[[ Data for this task open ]]

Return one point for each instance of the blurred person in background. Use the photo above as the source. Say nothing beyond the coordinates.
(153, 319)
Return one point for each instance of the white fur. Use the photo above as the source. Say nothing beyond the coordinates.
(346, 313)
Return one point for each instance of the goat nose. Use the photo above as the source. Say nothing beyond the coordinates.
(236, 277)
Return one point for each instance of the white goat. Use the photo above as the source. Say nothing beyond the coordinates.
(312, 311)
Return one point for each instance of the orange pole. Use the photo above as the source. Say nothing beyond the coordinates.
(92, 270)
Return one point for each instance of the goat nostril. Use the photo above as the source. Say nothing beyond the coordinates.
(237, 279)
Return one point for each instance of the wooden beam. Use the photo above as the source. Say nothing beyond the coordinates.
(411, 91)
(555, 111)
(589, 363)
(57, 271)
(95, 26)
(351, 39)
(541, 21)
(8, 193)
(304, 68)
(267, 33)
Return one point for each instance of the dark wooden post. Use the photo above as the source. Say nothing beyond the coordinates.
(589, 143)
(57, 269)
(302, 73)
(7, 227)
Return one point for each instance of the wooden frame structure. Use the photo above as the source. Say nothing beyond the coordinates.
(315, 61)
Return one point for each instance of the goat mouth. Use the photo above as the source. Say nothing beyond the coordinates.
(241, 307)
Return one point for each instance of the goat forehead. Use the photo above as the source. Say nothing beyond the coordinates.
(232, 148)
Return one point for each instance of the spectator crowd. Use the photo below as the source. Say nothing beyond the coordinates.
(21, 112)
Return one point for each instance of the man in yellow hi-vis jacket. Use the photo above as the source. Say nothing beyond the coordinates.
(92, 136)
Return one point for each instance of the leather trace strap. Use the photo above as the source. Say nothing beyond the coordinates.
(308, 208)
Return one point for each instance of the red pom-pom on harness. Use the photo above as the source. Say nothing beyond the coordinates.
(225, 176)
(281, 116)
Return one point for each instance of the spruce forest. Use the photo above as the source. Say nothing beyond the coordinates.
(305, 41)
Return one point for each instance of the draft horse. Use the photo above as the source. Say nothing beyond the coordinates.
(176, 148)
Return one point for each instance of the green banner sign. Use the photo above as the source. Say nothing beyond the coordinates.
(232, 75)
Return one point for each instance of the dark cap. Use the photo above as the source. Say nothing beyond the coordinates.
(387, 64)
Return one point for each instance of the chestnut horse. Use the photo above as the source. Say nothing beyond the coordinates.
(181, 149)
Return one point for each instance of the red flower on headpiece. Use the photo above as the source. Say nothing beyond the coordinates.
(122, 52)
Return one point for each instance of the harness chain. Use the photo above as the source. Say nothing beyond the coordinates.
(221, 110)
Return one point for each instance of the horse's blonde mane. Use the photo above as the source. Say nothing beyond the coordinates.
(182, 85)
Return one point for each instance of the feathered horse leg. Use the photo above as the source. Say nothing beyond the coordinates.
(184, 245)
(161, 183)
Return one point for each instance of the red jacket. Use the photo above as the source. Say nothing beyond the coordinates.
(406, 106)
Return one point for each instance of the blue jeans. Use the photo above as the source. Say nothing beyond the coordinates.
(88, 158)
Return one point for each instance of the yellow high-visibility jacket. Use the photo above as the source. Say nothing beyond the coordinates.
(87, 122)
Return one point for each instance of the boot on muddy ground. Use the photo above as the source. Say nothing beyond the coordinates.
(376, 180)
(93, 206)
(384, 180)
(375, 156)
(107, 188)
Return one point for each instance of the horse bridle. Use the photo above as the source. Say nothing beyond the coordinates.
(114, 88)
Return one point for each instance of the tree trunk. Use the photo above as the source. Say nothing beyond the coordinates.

[[ Data for this task closed ]]

Your goal: Retype all of the material exactly as it stands above.

Task response:
Return one point for each instance of the blurred person in background. Use the photo above as the source. Say nothing beyond the coordinates.
(153, 319)
Return one point for each instance of the white fur. Use the photo above as the source. Say nothing beyond the coordinates.
(346, 313)
Return one point for each instance of the goat nose. Use the photo above as the source. Say nothing beyond the coordinates.
(236, 277)
Return one point for each instance of the white goat. Use the photo above as the source. Say nothing beyond the coordinates.
(312, 311)
Return one point for each instance of the orange pole. Use the photo above as the source. Say nothing beyond the coordinates.
(92, 270)
Return one point for each instance of the goat nostril. Use the photo above as the source. Say nothing beyond the coordinates.
(237, 279)
Return one point for each instance of the wooden beam. Use the photo above as the source. Say nothing beyond the coordinates.
(411, 91)
(555, 111)
(589, 363)
(57, 271)
(95, 26)
(351, 39)
(541, 21)
(8, 193)
(304, 68)
(267, 33)
Return one point for each instance of the dark wooden post. Use the photo above as the source. Say nothing beyond the coordinates.
(589, 143)
(57, 269)
(302, 73)
(7, 227)
Return one point for each instance of the wooden frame structure. Use the photo above as the source. Say nothing beyond the coordinates.
(315, 61)
Return one point for each instance of the goat mouth. Use the photo above as the source. Say nothing beyond the coordinates.
(241, 307)
Return one point for each instance of the goat forehead. Use the photo above as the source. Say nothing beyond the coordinates.
(232, 148)
Return one point for each instance of the spectator crowd. Use the photo below as the source. Say nothing beyond the coordinates.
(21, 112)
Return one point for each instance of the man in yellow hi-vis jacket. Use the photo above as the source. Say nothing beyond the coordinates.
(92, 136)
Return one point for each instance of the leather trace strap. Use the photo above as the source. Say nothing beyond the coordinates.
(308, 208)
Return one point for each instance of the red pom-pom on harness. Use the photo above as the source. Say nothing beyond the coordinates.
(225, 176)
(281, 116)
Return one point for each instance of the spruce forest. Use the photo above as the source. Say nothing beyond the coordinates.
(305, 41)
Return one point for each instance of the draft horse. Use the photo above as the source. Say nothing beyond the coordinates.
(176, 148)
Return one point for each instance of the green banner sign. Use the photo above as the source. Say nothing beyond the coordinates.
(232, 75)
Return one point for each instance of the dark cap. Use the photo above as the source. Say nothing beyond the coordinates.
(387, 64)
Return one point for each instance of the chestnut horse. Use the photo above as the source. Say nothing beyond the coordinates.
(181, 149)
Return one point for each instance of the red flower on headpiece. Use the photo above as the source. Say nothing beyond the coordinates.
(122, 52)
Return one point for each instance of the harness chain. Use the photo above as the source. Say nothing beyond the coordinates.
(221, 110)
Return one point for each instance of the horse's blonde mane. Use the photo above as the source. Say nothing beyond the coordinates.
(182, 85)
Return one point for each instance of the feathered horse leg. Use the photo above as the source. Say nothing beyond the coordinates.
(184, 245)
(161, 183)
Return one point for each instance of the red jacket. Use the photo above as the source. Say nothing beyond the coordinates.
(406, 106)
Return one point for each instance of the blue jeans. Use the photo above as the source. Say nothing beyond the coordinates.
(88, 158)
Return one point for each instance of the yellow high-visibility jacket. Use the photo above as the source. Say nothing beyond the coordinates.
(87, 122)
Return one point for each instance of the boot on muddy ground. Use the photo above as the source. Say nothing beyond the coordinates.
(376, 180)
(93, 206)
(384, 180)
(375, 156)
(107, 188)
Return one point for each instance of the horse bridle. Use the photo above as the source. Say nothing beyond the coordinates.
(114, 88)
Return one point for each instance of the tree trunk. Use the photo above as the source. Say nothing beyond the coordinates.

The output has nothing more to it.